Brief
Return the data exactly, with all pictures removed.

Some records
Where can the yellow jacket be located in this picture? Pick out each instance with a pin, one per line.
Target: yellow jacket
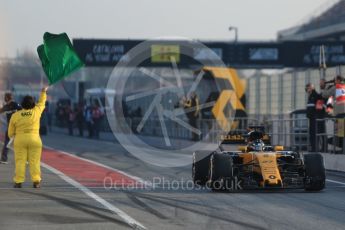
(27, 120)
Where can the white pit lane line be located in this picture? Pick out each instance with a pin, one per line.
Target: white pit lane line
(335, 182)
(140, 180)
(129, 220)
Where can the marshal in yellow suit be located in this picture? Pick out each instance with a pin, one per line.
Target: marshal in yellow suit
(24, 127)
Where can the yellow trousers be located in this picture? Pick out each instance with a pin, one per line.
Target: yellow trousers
(27, 148)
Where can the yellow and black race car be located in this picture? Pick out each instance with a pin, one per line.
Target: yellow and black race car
(258, 165)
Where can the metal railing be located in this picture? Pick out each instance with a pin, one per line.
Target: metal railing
(329, 136)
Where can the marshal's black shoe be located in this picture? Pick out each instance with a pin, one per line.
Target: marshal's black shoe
(17, 185)
(37, 185)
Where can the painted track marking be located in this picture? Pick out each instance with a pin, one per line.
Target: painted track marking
(129, 220)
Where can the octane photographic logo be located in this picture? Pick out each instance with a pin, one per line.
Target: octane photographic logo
(146, 111)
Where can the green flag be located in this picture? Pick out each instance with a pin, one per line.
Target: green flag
(58, 56)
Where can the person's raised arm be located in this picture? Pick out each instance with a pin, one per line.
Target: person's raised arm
(11, 128)
(42, 100)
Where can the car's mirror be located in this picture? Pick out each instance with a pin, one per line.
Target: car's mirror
(279, 148)
(242, 148)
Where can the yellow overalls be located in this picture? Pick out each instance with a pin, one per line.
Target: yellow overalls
(24, 127)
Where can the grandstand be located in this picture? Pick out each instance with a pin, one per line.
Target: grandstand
(328, 25)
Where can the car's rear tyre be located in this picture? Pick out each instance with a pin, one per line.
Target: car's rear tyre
(315, 175)
(200, 167)
(220, 171)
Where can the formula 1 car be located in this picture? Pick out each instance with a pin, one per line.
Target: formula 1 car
(257, 165)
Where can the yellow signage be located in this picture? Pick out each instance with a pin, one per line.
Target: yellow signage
(165, 53)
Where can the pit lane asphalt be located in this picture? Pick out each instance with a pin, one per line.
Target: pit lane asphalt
(58, 205)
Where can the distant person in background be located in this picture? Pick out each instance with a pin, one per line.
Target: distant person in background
(88, 120)
(315, 110)
(24, 128)
(79, 116)
(70, 116)
(331, 91)
(9, 108)
(97, 115)
(193, 113)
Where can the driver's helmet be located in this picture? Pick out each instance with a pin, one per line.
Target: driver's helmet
(257, 145)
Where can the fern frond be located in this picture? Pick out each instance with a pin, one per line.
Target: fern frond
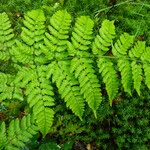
(18, 133)
(22, 53)
(39, 94)
(137, 75)
(100, 46)
(89, 84)
(6, 36)
(3, 137)
(136, 52)
(104, 39)
(82, 68)
(81, 36)
(146, 65)
(107, 70)
(34, 29)
(120, 50)
(56, 39)
(68, 87)
(8, 89)
(124, 66)
(122, 45)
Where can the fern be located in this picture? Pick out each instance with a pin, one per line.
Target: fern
(120, 50)
(8, 90)
(68, 87)
(83, 68)
(39, 94)
(59, 55)
(100, 47)
(17, 134)
(6, 37)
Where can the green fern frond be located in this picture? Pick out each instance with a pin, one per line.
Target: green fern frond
(39, 94)
(104, 39)
(68, 87)
(120, 50)
(136, 52)
(3, 136)
(8, 89)
(82, 68)
(100, 46)
(6, 36)
(89, 84)
(35, 28)
(146, 55)
(107, 70)
(81, 36)
(146, 65)
(122, 45)
(18, 133)
(124, 66)
(22, 53)
(137, 75)
(56, 39)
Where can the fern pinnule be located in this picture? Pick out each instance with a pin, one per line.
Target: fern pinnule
(3, 136)
(146, 67)
(8, 90)
(68, 87)
(39, 94)
(22, 53)
(56, 40)
(121, 47)
(105, 38)
(109, 75)
(120, 50)
(135, 53)
(137, 50)
(34, 29)
(6, 36)
(89, 84)
(18, 133)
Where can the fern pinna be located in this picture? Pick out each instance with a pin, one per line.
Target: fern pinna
(62, 56)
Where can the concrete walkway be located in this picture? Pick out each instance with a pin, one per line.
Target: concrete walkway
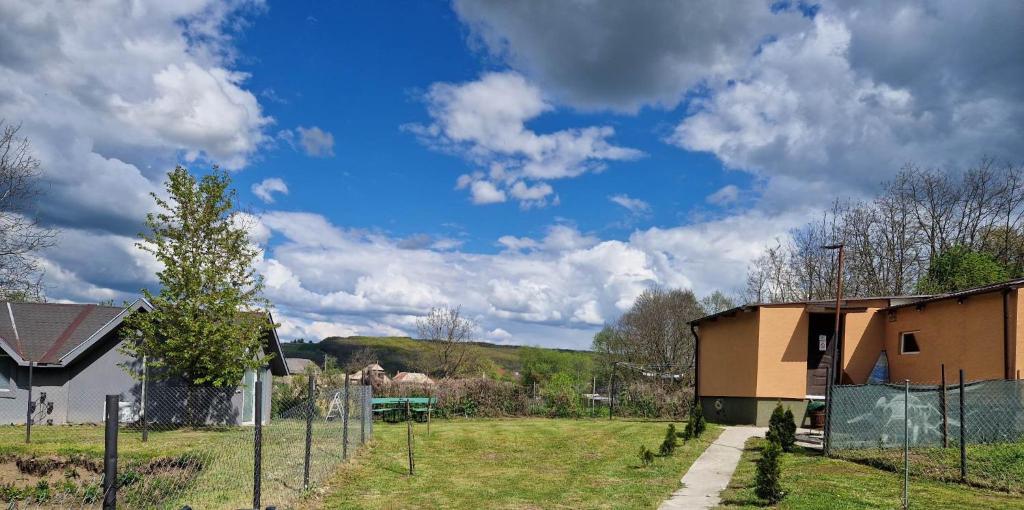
(712, 471)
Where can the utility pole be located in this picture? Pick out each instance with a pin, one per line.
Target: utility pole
(834, 350)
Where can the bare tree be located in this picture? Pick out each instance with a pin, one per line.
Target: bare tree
(655, 331)
(22, 237)
(891, 240)
(451, 337)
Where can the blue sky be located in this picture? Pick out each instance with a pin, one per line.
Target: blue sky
(361, 75)
(538, 163)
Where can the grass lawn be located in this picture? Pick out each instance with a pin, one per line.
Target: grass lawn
(812, 481)
(998, 466)
(514, 464)
(206, 468)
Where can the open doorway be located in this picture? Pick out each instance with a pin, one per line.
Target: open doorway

Problem solution
Where can the yellow jacket be located in this picture? Pick out each instance with a pin, one per line.
Target: yellow jacket
(27, 120)
Where can the white pit lane line be located in this picture? Pick out each instance with a pin, one per line.
Target: white pit lane line
(335, 182)
(140, 180)
(129, 220)
Where can the marshal in yellow suit be located in this picture? Pick out each instance with a pin, one per line.
Target: marshal in yellow suit
(24, 127)
Where can the yellow trousers be located in this picture? Pick out each instance with a pin, one per line.
Target: yellow trousers
(27, 148)
Where can the yellow and black race car be located in this picture? Pick out each instance with a pin, one per line.
Target: yellow and black race car
(258, 165)
Where can the metal railing be located in this picture? Pick out each instance with a pin, one per line.
Target: metal railing
(329, 136)
Where can the marshal's black shoe be located in this picture? Pick out each instance with a pin, one per line.
Target: marshal's black shoe
(17, 185)
(37, 185)
Where can the painted track marking be located in this picture? Pick out each instance with a pin, one per line.
Target: painted track marking
(129, 220)
Where can the octane photographic logo be located in this picture? Pick out each instance with a pin, one per line.
Target: octane photographic logo
(146, 111)
Where can the green flag be located in this picture? Pick out each instance with a pin, one per line.
Target: green flag
(58, 56)
Where can the person's raised arm be located in this picture? Pick out each instance with a pin, one per line.
Target: person's raised arm
(11, 128)
(42, 100)
Where can the car's mirror be located in this picture? Pick out each instance with a pin, one per line.
Target: car's mirror
(279, 148)
(242, 148)
Where can the yellow overalls be located in this picture? Pick out each instance with a pin, one per line.
Target: yellow overalls
(24, 127)
Where can the grandstand be located in this picture? Pick out each instance with a pin, one per line.
Target: grandstand
(328, 25)
Where can the car's rear tyre be located in this picture? Pick out each instance with a pin, one per line.
Target: car's rear tyre
(315, 175)
(200, 167)
(220, 171)
Where can the formula 1 car be located in this picture? Pick out each instance with a pin, one per line.
Target: formula 1 car
(257, 165)
Where can the yellow signage be located in this picture? Pick out each instance with a pin, one per line.
Target: yellow signage
(165, 53)
Where can the pit lane asphalt be located in this picture? Pick out each instance with a pin, one per line.
Target: pit lane asphalt
(58, 205)
Where can the distant person in background be located in this picture? Pick out each instance with a pin, one per line.
Target: distant person in background
(88, 120)
(315, 110)
(24, 128)
(79, 116)
(70, 116)
(331, 91)
(9, 108)
(97, 115)
(193, 113)
Where can the driver's helmet be located in this picture? Pick out each instance with a pin, one per line.
Target: driver's helmet
(257, 145)
Where can the fern frond be located in this picture? Pick out each instance with a pin, one per line.
Target: fern frond
(18, 133)
(22, 53)
(39, 94)
(137, 75)
(100, 46)
(89, 84)
(6, 36)
(3, 137)
(136, 52)
(104, 39)
(82, 68)
(81, 36)
(146, 65)
(107, 70)
(34, 29)
(120, 50)
(56, 39)
(68, 87)
(8, 89)
(124, 66)
(122, 45)
Where can the fern be located in this picture? Pick out each instance with a pin, one per line.
Target: fern
(120, 50)
(8, 90)
(68, 87)
(83, 68)
(39, 94)
(59, 55)
(100, 47)
(17, 134)
(6, 37)
Where can the green fern frond be located in this picture? Pick out each instance with a pin, one per line.
Target: green fern frond
(39, 94)
(104, 39)
(68, 87)
(120, 50)
(136, 52)
(3, 136)
(8, 89)
(82, 68)
(100, 46)
(6, 36)
(89, 84)
(35, 28)
(146, 55)
(107, 70)
(81, 36)
(146, 65)
(122, 45)
(18, 133)
(124, 66)
(22, 53)
(137, 75)
(56, 39)
Where can the fern pinnule be located in this picture? Pick out each instance with a pin, one per line.
Target: fern pinnule
(3, 136)
(146, 67)
(8, 90)
(68, 87)
(39, 94)
(22, 53)
(56, 40)
(121, 47)
(105, 38)
(109, 75)
(120, 50)
(135, 53)
(137, 50)
(34, 29)
(6, 36)
(89, 84)
(18, 133)
Where can the fern pinna be located in this picture? Pick out each instance with a pin, one per line.
Target: fern pinna
(62, 56)
Where can the concrete walkway be located in this picture? Pick out each instance with a pin, one per line.
Target: concrete walkway
(712, 471)
Where can the utility pole be located in this picture? Pick out each instance with a pin, one per line.
Target: utility pole
(834, 350)
Where can the bare tree be located in this picture? Pick out each instance with a pin, one per line.
Target: bare tree
(655, 331)
(22, 237)
(891, 240)
(451, 337)
Where can the blue sky be located in this picture? Pick out each instance with a pin, one per line.
Target: blue sky
(361, 75)
(538, 163)
Where can the grass lawn be located in this picture? Pick out each instance with a pin, one per line.
Target: grass lawn
(812, 481)
(998, 466)
(514, 464)
(206, 468)
Where can the open doorway be located in this picture? Pick out each instance with a pin, one per line.
Target: open doorway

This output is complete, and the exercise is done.